ACTION ITEM: Everything from the line containing "column 1068, row 451" through the last line of the material below is to be copied exactly, ends included.

MATERIAL TO PROCESS:
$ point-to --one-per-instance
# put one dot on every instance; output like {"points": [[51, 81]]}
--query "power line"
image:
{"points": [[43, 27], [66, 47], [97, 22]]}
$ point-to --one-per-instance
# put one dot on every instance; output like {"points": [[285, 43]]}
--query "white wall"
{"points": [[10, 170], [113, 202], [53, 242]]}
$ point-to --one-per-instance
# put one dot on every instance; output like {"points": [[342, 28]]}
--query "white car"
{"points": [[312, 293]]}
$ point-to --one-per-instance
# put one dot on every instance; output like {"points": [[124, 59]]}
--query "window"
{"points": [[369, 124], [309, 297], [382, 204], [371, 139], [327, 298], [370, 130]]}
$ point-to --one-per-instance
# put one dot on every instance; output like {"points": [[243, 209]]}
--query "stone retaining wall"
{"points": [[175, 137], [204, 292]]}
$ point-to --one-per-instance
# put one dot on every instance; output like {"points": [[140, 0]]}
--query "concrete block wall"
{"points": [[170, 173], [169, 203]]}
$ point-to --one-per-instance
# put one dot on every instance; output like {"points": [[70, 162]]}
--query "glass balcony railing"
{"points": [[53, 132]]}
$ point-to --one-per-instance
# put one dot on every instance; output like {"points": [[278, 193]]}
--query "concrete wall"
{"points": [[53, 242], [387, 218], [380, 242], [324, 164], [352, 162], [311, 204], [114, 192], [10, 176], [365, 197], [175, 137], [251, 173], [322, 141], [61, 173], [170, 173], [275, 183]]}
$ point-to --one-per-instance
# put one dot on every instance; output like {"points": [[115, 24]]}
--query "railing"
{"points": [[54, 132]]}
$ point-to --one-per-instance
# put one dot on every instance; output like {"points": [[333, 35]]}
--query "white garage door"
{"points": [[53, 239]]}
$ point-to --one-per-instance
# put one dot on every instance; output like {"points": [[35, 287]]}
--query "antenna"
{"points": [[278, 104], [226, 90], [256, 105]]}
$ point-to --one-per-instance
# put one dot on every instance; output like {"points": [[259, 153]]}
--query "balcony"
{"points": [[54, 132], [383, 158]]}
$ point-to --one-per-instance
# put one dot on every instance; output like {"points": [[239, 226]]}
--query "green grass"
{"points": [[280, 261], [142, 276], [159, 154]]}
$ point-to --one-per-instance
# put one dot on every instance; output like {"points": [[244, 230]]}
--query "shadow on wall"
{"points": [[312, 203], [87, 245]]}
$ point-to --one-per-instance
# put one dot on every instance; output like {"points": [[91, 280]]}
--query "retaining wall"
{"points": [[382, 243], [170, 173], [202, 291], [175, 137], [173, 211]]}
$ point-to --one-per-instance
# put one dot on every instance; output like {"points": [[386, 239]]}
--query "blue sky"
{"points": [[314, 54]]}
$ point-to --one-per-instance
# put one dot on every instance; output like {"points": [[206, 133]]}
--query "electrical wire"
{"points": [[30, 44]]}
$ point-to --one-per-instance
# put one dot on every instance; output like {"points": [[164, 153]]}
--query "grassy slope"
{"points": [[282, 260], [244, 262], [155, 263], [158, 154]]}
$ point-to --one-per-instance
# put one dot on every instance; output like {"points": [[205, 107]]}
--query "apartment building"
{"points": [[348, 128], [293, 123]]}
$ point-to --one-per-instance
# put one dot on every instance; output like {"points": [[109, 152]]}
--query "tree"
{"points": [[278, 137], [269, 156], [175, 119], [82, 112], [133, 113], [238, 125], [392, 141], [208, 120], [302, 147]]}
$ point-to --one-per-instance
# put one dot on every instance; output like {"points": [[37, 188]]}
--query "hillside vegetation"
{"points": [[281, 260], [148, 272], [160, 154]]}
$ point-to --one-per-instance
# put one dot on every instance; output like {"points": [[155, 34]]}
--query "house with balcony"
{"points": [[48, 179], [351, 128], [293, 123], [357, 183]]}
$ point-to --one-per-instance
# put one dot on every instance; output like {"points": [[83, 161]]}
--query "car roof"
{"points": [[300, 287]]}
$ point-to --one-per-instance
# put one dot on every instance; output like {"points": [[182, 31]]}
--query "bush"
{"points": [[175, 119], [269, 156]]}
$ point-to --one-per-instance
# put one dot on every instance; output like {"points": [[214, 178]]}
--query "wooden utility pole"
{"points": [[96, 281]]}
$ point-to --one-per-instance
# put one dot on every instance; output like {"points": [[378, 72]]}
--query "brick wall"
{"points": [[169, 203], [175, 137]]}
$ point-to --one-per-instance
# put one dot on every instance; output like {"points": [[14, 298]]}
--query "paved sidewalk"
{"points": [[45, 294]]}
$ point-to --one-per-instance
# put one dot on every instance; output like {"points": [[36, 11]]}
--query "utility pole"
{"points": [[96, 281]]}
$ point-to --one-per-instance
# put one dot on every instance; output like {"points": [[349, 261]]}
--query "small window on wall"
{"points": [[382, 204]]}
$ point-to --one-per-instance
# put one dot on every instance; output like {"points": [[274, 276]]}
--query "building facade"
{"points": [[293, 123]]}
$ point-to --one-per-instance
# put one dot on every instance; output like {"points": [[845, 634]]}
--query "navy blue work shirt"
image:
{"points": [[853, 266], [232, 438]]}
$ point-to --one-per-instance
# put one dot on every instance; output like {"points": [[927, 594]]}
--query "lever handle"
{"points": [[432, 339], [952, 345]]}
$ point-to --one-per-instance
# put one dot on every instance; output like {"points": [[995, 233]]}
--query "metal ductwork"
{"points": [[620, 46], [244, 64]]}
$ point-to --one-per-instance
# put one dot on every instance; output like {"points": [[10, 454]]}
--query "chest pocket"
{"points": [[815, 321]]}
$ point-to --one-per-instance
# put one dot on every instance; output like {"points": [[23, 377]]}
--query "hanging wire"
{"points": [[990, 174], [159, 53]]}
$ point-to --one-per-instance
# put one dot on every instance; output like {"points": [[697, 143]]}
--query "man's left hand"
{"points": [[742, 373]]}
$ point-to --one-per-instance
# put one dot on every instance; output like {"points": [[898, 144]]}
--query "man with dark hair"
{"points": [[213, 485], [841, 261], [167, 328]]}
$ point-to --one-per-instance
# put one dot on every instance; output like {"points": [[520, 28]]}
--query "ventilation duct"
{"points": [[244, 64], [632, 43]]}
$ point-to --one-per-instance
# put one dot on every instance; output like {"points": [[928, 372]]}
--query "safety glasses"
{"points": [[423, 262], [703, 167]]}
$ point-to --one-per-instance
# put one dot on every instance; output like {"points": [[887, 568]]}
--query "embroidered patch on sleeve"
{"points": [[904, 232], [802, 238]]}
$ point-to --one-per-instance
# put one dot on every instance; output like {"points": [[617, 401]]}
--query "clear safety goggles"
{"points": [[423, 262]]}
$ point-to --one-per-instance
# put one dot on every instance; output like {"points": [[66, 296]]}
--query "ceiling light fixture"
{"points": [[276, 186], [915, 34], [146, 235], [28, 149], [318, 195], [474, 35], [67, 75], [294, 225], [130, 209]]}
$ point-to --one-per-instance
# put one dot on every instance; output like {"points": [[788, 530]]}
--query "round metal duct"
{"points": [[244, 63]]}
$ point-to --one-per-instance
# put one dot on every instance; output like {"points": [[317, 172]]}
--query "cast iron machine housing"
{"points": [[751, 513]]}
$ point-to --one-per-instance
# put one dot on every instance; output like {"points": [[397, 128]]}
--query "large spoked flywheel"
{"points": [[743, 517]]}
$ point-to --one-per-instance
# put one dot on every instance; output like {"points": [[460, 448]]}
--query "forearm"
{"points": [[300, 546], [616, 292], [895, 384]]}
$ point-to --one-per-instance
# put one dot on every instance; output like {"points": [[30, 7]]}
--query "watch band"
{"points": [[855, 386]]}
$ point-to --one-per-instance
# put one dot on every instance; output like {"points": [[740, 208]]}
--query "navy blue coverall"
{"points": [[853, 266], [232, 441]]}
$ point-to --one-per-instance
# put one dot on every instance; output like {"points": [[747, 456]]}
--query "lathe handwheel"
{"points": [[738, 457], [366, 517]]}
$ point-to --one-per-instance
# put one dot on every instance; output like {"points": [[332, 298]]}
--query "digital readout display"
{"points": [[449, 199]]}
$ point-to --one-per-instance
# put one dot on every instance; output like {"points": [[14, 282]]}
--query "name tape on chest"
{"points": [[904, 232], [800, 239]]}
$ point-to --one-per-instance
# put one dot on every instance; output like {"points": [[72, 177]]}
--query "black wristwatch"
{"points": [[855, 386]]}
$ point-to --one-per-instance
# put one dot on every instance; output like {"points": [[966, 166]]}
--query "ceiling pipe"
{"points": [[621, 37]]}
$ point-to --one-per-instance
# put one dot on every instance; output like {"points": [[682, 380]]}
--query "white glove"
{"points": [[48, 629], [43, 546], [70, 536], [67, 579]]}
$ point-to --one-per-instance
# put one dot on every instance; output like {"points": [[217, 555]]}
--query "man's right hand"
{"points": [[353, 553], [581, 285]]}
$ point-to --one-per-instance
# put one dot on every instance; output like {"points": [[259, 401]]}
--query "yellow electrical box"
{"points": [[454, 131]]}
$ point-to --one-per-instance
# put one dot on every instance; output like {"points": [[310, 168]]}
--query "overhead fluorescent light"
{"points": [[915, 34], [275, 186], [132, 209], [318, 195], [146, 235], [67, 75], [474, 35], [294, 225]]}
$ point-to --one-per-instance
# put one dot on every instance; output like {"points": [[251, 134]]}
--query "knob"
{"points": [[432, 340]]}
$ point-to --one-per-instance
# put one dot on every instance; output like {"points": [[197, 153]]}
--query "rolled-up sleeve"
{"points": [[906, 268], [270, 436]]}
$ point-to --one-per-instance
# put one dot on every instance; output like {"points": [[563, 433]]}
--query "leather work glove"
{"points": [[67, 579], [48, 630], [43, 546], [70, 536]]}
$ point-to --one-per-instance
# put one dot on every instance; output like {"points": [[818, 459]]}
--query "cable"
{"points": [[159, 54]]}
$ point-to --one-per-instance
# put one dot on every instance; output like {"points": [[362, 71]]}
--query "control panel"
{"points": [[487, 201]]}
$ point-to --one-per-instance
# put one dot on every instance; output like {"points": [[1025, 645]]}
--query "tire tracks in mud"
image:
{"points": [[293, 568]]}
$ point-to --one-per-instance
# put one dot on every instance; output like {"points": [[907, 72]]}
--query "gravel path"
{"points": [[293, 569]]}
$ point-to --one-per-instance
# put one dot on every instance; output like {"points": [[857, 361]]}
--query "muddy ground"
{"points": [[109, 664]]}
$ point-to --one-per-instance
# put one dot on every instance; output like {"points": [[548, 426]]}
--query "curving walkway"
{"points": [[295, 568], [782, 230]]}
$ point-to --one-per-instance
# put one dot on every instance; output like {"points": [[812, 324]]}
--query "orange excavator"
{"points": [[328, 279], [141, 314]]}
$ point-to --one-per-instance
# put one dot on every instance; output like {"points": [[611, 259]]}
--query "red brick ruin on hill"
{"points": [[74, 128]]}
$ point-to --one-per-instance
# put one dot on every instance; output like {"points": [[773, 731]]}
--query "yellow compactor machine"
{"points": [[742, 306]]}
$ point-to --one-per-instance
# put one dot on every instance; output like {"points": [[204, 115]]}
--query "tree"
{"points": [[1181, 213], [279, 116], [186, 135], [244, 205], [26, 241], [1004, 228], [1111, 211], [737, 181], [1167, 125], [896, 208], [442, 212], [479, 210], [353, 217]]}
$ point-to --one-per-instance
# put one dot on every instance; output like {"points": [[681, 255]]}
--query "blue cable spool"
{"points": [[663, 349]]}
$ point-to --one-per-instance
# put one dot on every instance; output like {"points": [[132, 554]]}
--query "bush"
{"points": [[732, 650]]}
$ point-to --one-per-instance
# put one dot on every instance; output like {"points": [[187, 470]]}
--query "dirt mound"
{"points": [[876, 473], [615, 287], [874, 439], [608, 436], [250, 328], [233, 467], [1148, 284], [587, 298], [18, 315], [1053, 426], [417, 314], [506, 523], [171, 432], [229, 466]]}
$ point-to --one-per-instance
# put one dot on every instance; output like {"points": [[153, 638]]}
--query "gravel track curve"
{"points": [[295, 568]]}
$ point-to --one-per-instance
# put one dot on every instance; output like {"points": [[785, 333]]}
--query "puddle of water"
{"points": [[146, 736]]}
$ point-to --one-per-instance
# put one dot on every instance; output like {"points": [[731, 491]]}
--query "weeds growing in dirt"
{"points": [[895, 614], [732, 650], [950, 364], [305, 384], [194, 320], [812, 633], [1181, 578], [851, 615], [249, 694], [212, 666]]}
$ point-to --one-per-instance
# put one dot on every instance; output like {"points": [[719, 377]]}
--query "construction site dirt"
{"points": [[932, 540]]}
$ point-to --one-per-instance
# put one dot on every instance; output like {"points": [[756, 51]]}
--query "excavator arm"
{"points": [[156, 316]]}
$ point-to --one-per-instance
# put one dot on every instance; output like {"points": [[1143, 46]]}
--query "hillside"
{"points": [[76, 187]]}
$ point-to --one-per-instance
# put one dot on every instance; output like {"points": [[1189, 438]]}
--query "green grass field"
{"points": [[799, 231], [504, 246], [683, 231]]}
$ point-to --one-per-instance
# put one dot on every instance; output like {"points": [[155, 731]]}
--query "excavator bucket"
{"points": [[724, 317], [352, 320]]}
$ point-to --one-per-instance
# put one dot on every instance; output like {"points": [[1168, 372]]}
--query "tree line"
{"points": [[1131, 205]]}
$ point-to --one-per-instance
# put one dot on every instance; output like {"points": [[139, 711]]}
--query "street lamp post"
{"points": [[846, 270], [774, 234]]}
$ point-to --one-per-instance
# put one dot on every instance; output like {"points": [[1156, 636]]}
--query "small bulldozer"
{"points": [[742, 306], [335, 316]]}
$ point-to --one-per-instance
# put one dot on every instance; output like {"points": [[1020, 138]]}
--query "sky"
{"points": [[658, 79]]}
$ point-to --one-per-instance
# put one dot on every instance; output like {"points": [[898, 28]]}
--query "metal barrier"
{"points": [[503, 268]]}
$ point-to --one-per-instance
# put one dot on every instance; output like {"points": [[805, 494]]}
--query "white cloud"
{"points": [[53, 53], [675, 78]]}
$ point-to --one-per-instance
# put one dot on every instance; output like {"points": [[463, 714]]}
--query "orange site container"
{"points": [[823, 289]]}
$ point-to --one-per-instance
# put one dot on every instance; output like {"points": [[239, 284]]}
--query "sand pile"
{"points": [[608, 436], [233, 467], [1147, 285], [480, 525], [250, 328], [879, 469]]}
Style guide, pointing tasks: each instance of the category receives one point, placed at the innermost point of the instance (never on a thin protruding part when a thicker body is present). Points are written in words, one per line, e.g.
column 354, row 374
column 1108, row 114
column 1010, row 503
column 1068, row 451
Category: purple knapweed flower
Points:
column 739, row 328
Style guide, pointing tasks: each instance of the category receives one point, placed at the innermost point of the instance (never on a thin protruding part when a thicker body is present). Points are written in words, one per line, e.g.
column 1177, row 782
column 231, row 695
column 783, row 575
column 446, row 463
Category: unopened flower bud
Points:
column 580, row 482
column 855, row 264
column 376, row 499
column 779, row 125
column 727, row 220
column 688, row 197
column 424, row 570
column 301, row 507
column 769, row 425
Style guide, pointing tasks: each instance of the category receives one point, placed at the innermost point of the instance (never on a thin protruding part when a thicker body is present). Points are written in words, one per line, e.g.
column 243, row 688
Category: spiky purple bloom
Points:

ANSWER BOX:
column 1068, row 451
Category: purple knapweed flower
Points:
column 739, row 328
Style guide, pointing tasks: each instance of the category receives one point, placed at the innermost point of the instance (never on a thin protruding part when a thicker body is present). Points are written in words, one per line, e.g.
column 1177, row 782
column 231, row 695
column 783, row 575
column 446, row 463
Category: unopened flower bud
Points:
column 580, row 482
column 855, row 264
column 376, row 499
column 779, row 125
column 727, row 220
column 688, row 197
column 424, row 570
column 301, row 507
column 769, row 425
Style guide, pointing tasks: each instance of the category receives one point, placed at the innermost point of the instance (never on a thin protruding part when a thicker body is present). Points are written in words, one per line, e.g.
column 243, row 688
Category: spiky purple bloom
Points:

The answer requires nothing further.